Directions:
1. According to the biography of Marilena Elpidorou, at which university was the 2015 PhD project carried out?
2. Sum up the biography of Marilena Elpidorou in two sentences.
3. Pick up the biography of Marilena Elpidorou after its last sentence and keep writing.

Supplied passage:
....

Marilena Elpidorou

Marilena Elpidorou


In 2014, I graduated from UCL with a BSc (Hons) in Biomedical Sciences, specialising in genetics and neuroscience. Following that, I joined Dr Taanman's research team in London Royal Free Hospital (UCL Medical School) working as a Research Assistant for a year. In 2015, I was awarded a scholarship to pursue a PhD project in "Gene discovery and cellular modelling in neurodevelopmental disorders" at the University of Leeds, supervised by Prof Colin Johnson, Prof Eamonn Sheridan and Dr James Poulter. During my PhD, I gained expertise in NGS technologies, bioinformatics analysis and the use of various omics techniques to understand a pathomechanism in disease. In 2018, I joined Dr Lucy Stead's group as a post-doctoral research fellow working on investigating the origins of a treatment resistance mechanism in Glioblastoma multiforme using transcriptomics. I am currently working alongside Dr Paolo Actis on a pioneering nanobiopsy platform that is able to sample cytoplasmic fractions from cells without killing them, giving us the advantage to capture any transcriptional changes occurring through treatment using optimised scRNA sequencing protocols.

....

Data to examine:
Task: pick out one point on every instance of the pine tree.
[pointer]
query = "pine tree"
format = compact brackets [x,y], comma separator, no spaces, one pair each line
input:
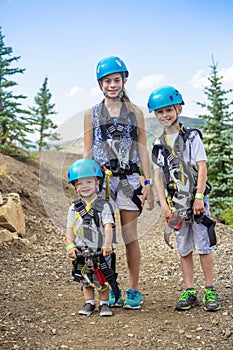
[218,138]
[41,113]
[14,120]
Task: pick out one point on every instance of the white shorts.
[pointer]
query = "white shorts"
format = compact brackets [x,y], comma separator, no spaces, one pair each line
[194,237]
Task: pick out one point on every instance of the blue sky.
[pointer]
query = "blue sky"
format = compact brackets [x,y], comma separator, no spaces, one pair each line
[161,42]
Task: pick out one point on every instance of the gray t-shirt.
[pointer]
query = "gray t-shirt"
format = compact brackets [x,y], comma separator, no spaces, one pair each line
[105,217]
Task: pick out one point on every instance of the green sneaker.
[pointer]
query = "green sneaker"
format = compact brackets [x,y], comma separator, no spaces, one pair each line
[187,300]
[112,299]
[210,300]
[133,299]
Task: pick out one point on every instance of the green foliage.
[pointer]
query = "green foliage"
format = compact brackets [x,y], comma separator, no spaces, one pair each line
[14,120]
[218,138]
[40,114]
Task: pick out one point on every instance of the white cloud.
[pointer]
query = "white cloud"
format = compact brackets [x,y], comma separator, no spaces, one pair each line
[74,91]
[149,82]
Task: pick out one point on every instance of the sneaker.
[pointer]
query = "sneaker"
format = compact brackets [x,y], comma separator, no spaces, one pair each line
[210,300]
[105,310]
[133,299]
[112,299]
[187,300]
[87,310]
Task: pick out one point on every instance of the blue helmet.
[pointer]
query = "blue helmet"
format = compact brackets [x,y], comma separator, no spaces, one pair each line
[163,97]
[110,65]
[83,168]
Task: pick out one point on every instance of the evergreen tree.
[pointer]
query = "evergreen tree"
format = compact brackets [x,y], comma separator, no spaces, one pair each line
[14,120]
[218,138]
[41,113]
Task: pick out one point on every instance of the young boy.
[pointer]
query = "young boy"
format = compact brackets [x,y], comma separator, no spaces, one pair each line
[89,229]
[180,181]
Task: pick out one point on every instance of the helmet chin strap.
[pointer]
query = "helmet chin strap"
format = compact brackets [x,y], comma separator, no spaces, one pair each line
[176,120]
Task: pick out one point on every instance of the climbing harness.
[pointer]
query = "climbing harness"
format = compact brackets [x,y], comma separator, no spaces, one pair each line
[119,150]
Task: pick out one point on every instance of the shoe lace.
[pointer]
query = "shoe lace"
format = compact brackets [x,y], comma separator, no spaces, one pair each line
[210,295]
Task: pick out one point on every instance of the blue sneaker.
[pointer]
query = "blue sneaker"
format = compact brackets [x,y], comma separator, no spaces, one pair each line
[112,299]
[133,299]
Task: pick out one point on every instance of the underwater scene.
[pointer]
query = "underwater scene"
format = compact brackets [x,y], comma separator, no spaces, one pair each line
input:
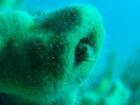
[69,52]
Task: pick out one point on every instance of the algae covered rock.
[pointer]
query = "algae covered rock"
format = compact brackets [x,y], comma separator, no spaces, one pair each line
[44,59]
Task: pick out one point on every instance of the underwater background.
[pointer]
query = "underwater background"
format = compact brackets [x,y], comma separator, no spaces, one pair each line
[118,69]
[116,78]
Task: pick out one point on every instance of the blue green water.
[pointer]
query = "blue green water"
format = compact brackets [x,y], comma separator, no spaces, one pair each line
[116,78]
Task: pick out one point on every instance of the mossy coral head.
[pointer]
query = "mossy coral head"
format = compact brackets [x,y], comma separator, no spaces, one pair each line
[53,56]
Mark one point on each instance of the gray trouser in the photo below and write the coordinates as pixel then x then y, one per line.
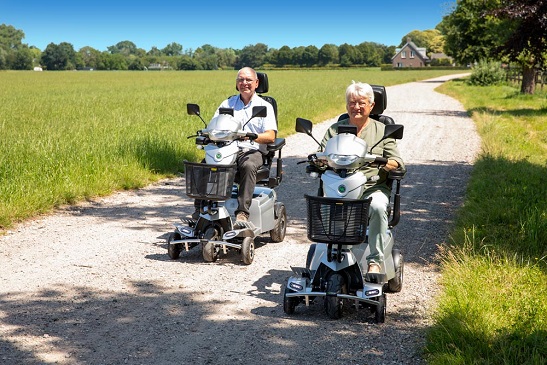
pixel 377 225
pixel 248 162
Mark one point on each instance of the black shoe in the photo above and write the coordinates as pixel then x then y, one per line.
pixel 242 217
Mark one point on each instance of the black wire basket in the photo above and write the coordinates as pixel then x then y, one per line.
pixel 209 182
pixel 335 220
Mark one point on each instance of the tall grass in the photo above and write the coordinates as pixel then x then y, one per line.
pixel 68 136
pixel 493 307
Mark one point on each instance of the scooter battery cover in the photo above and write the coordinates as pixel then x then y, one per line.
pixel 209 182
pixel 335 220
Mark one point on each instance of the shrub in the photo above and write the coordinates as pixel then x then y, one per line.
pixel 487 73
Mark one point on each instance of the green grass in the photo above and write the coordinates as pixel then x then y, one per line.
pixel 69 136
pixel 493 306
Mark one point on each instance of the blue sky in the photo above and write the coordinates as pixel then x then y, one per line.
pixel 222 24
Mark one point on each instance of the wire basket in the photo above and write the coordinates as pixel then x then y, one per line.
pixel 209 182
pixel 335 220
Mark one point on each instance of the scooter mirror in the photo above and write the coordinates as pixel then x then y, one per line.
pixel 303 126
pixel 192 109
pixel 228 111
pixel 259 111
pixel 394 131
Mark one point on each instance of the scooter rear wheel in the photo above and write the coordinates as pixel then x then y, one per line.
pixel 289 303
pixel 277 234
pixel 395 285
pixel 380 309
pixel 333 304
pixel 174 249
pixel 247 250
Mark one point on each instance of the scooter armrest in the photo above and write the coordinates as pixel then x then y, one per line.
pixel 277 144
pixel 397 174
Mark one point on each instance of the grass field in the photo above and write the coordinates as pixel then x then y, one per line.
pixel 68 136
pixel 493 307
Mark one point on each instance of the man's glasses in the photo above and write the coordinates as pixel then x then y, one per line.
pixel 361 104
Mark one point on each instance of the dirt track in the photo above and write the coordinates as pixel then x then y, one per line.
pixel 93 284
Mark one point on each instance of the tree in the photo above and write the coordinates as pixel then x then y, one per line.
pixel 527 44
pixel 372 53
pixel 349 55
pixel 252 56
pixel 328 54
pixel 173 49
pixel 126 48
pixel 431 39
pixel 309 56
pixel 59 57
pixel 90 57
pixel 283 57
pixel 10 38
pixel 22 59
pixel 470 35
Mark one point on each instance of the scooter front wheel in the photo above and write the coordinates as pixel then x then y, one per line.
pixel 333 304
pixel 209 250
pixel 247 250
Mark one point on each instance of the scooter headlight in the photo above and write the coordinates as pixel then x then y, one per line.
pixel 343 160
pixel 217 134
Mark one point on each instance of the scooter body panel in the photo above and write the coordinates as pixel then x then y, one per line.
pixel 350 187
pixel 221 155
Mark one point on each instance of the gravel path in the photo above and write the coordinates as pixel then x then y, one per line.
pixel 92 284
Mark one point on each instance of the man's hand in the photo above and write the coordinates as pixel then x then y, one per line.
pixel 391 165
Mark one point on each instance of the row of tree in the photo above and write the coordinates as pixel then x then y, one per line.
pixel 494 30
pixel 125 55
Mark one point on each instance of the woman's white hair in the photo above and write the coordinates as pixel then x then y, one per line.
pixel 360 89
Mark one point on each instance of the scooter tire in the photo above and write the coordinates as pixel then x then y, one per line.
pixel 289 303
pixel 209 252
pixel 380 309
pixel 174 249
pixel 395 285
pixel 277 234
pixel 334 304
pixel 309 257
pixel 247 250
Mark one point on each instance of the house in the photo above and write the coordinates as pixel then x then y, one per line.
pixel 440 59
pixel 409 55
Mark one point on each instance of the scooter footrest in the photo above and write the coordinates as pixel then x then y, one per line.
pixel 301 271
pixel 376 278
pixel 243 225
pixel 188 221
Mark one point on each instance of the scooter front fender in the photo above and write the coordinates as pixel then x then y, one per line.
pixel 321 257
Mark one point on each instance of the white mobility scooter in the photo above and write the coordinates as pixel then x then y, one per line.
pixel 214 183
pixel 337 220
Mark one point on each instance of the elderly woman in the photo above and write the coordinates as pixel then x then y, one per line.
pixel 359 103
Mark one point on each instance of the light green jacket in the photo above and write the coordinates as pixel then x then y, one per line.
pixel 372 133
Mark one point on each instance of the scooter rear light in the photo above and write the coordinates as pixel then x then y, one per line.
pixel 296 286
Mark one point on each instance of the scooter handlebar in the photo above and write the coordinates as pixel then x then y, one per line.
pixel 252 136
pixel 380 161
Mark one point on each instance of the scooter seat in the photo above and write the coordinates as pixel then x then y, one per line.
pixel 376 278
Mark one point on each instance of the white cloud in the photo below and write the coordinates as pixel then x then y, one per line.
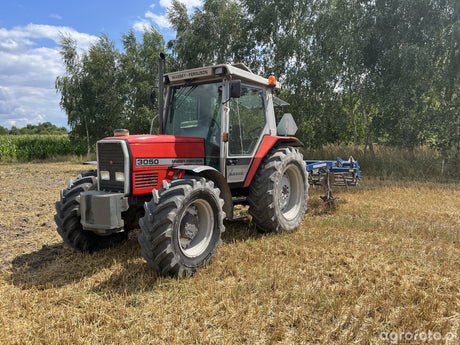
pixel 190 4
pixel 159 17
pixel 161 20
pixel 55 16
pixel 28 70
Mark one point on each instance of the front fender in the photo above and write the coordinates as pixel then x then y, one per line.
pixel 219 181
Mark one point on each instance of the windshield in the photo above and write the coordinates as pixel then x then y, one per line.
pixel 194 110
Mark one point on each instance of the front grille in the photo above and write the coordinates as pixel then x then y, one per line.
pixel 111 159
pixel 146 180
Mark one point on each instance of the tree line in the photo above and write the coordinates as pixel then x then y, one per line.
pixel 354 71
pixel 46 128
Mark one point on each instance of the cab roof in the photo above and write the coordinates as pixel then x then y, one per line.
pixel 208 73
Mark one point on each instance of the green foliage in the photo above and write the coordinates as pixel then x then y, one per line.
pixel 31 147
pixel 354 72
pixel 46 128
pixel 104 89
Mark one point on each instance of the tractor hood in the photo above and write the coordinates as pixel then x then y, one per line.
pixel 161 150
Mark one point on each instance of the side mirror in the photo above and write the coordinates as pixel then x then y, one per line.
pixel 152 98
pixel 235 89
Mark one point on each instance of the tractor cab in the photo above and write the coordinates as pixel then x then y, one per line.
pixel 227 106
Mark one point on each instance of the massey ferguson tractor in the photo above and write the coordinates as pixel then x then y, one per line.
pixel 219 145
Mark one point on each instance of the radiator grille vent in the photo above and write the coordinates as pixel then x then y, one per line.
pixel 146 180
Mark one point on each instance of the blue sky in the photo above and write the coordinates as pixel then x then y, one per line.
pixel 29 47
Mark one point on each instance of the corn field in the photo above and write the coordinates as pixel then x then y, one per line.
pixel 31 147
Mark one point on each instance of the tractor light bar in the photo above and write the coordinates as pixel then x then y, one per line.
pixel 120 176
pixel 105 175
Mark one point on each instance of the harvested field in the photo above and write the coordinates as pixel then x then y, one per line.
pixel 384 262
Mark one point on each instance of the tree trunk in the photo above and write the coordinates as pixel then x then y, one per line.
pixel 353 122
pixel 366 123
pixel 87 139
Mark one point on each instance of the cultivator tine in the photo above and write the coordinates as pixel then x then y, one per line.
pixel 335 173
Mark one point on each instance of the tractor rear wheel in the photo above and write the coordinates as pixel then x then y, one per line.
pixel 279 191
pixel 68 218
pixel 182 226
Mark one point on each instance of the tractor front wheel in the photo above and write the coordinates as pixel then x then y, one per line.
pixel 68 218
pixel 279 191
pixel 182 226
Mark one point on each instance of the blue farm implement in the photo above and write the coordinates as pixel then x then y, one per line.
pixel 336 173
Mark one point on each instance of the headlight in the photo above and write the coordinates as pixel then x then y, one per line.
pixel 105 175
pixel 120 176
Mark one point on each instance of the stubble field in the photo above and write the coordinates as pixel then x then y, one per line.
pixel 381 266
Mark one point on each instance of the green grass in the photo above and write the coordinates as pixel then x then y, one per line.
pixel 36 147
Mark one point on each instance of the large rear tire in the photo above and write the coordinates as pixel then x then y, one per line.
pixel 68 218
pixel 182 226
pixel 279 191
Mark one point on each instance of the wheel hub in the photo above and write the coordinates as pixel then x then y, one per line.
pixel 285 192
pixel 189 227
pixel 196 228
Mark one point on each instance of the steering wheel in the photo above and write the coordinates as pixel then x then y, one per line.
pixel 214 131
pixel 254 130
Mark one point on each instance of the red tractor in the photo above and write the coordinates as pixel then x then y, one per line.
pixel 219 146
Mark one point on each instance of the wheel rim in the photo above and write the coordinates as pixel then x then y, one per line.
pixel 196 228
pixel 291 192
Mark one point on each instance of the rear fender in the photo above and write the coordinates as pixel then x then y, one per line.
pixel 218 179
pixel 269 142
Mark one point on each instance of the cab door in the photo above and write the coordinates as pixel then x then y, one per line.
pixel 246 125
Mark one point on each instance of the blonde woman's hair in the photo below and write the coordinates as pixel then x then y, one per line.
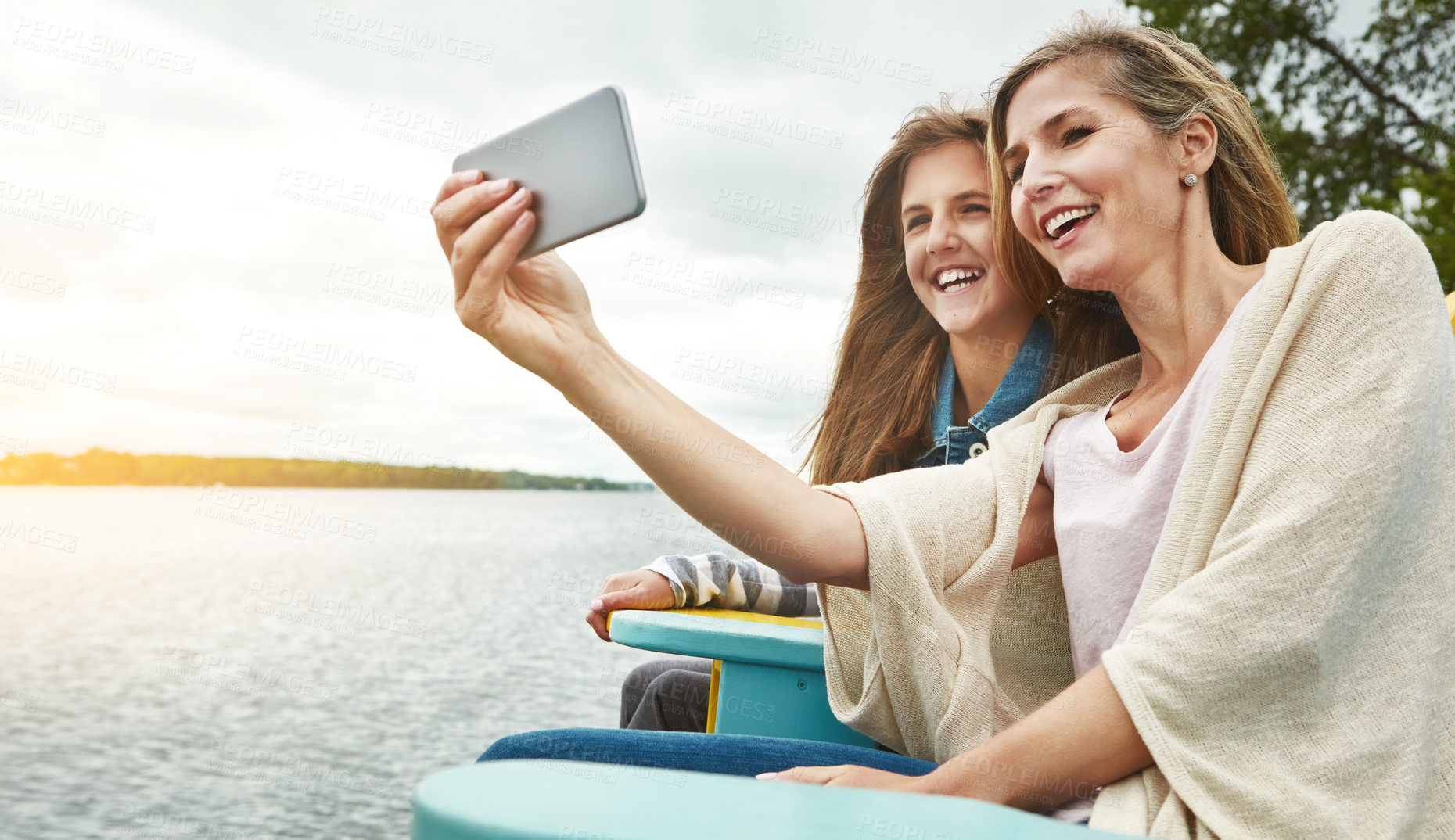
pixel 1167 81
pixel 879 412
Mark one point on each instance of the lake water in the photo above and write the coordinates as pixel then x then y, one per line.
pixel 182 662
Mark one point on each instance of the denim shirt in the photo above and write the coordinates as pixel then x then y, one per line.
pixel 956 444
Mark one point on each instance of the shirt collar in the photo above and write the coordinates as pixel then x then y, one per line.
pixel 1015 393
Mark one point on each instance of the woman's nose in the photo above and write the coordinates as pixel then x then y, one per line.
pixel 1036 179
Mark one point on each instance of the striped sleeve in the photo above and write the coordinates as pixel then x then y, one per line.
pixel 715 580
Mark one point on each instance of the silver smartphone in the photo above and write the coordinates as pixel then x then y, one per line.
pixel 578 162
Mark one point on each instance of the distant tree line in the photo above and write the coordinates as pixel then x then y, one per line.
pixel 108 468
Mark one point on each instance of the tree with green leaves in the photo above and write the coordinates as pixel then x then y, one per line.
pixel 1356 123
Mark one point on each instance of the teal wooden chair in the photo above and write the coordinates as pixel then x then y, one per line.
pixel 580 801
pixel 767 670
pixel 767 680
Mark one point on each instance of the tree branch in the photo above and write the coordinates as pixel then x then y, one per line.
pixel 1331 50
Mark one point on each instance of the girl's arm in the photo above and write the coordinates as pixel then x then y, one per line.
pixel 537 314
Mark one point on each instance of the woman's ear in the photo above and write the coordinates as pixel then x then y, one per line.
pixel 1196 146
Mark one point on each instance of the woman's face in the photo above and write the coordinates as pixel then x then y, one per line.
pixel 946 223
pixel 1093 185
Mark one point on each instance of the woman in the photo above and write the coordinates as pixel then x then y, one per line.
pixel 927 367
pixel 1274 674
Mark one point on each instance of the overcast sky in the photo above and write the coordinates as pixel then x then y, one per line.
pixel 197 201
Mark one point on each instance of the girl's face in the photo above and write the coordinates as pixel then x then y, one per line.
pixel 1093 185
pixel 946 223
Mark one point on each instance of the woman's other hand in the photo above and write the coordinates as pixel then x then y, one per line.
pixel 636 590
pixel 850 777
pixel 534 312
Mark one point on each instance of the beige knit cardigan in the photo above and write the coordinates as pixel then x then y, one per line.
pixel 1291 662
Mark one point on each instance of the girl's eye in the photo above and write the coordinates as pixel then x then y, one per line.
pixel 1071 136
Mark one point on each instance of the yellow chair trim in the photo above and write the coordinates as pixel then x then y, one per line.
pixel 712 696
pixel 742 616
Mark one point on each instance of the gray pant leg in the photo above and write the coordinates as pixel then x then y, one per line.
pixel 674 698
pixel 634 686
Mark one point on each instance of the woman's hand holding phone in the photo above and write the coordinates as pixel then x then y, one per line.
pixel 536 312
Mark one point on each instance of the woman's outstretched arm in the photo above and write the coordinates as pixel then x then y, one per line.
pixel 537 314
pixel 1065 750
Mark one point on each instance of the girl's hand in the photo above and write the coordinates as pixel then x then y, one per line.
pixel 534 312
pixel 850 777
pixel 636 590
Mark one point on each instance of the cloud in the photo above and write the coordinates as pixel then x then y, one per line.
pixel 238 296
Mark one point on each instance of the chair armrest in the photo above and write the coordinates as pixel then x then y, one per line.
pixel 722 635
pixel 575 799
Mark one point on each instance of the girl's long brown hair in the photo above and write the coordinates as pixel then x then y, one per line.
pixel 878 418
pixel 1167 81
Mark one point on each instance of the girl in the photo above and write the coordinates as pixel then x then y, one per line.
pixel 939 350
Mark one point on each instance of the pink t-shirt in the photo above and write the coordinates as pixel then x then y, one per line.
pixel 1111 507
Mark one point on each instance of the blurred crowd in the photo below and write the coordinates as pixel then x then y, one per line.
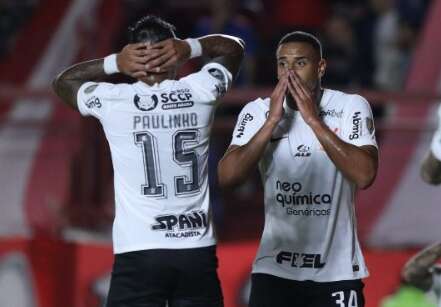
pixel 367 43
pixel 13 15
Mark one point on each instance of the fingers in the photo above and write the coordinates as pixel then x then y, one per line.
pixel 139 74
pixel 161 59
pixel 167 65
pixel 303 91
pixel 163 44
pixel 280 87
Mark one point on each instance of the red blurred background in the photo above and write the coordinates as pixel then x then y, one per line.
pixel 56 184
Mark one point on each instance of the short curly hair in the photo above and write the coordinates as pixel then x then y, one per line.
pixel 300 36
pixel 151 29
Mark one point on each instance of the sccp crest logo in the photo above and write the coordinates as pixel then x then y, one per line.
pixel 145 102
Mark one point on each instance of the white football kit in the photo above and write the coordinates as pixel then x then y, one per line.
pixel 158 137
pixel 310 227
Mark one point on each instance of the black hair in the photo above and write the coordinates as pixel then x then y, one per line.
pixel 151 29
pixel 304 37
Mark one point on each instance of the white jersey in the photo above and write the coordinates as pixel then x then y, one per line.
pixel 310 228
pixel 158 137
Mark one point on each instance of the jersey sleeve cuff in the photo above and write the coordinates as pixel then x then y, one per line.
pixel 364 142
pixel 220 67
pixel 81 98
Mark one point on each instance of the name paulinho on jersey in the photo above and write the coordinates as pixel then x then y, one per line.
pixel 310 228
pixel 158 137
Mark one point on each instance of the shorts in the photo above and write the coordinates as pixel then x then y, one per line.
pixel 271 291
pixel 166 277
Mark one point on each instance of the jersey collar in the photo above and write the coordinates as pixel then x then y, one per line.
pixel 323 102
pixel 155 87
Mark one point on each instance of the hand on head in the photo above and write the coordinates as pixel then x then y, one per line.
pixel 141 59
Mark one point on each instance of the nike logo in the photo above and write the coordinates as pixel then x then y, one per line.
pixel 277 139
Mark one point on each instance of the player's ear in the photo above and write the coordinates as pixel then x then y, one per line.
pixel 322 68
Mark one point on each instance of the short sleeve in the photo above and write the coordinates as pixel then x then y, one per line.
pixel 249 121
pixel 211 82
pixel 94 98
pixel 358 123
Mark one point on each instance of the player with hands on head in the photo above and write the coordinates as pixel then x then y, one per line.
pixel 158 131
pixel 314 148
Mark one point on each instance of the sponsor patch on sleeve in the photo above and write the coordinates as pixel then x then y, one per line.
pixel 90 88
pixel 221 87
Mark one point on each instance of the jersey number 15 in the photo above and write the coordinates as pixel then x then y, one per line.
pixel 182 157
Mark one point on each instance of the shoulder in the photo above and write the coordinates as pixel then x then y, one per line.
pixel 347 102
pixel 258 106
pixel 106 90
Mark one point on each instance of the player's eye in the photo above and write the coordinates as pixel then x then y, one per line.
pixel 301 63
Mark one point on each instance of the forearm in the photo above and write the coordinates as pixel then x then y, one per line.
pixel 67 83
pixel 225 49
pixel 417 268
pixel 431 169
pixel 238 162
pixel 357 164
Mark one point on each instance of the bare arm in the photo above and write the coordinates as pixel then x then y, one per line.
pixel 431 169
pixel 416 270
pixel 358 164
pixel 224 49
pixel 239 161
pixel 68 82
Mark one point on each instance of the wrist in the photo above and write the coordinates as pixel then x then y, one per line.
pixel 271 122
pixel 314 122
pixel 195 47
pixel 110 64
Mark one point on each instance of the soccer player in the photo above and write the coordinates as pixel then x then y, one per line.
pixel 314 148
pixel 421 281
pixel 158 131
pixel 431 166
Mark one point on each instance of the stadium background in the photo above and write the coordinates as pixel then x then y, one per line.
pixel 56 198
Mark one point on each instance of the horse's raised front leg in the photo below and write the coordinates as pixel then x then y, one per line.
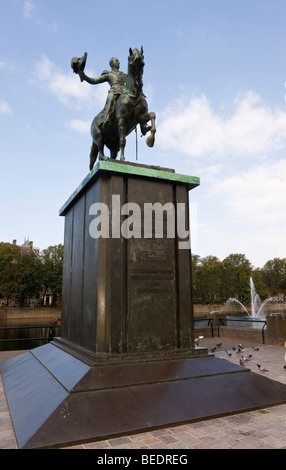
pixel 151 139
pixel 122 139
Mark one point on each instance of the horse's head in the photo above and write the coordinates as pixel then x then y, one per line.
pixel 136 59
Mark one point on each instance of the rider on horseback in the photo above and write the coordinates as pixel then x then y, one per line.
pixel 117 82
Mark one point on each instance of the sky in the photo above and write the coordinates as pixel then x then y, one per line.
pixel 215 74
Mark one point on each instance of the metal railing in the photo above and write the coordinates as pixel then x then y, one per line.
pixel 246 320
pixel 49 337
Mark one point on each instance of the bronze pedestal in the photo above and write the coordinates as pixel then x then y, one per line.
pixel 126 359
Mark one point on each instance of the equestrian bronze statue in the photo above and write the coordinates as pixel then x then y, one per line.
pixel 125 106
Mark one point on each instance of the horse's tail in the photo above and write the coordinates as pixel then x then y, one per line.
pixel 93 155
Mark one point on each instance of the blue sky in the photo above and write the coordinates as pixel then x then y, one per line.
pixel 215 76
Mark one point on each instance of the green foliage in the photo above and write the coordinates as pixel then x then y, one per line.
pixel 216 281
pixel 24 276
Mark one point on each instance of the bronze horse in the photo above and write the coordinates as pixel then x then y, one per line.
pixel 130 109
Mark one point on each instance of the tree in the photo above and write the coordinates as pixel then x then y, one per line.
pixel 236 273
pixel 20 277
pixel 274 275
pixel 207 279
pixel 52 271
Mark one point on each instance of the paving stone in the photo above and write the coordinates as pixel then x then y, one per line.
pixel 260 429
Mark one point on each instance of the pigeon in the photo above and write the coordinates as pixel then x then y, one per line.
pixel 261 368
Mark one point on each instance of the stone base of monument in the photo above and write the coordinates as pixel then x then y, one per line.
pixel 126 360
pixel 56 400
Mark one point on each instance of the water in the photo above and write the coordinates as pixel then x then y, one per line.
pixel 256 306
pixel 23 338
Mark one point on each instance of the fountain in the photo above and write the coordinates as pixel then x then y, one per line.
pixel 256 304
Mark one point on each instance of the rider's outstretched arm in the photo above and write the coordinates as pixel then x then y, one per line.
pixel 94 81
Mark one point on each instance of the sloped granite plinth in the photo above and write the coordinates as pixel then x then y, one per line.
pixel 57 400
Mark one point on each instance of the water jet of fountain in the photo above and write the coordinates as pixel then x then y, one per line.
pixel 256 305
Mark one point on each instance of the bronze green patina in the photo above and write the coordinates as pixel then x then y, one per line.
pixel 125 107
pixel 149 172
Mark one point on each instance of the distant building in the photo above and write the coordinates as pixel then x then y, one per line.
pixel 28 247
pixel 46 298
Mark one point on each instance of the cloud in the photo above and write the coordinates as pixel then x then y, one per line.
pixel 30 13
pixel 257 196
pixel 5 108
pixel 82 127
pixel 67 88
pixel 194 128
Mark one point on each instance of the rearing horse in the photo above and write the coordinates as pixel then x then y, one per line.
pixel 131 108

....

Answer section:
1. The University of Leeds.

2. Marilena Elpidorou earned a BSc in Biomedical Sciences from UCL in 2014, worked for a year as a research assistant at the Royal Free Hospital, and then pursued a PhD at the University of Leeds on gene discovery and cellular modelling in neurodevelopmental disorders. After postdoctoral work on the origins of treatment resistance in glioblastoma multiforme, Elpidorou now works with Dr Paolo Actis on a nanobiopsy platform that samples material from cells without killing them.

3.
Research interests

My main research interest is in understanding disease mechanisms, mainly in the brain, by using omics technologies and data analysis. For my PhD work, I used genomics to discovery novel disease genes associated with neurodevelopmental conditions and then used proteomics experiments (BioID) to understand more about the interacting network of our protein of interest. Loss of certain interactions, upon modelling a mutation, gave us insights into the pathomechism involved in a particular disorder. I consider functional genomics a key tool helping researchers understand genetic diseases; even the complex ones like cancer!

With my current work on brain cancer I am exploring new avenues of the omics technologies; particularly transcriptomics at a single cell level and subcellular fractions. Glioblastoma multiforme (GBM) is an incurable brain cancer because, despite aggressive standard treatment (consisting of surgery, radiation and Temozolomide chemotherapy), 100% of tumours recur. However, it is not yet known whether the inevitable recurrence of GBM is owing to Darwinian selection of inherently treatment resistant cells within the primary tumour, or the ability of cells to transcriptional reprogram and acquire treatment resistance properties. My aim is to identify if transcriptional reprogramming occurs upon treatment by longitudinally tracking an indivual cell using the nanobiopsy. We have proved that this technique is able to sample cytoplasmic fractions from cells without killing them, giving us the advantage to capture the transcriptional changes occurring through treatment using optimised scRNA sequencing protocols.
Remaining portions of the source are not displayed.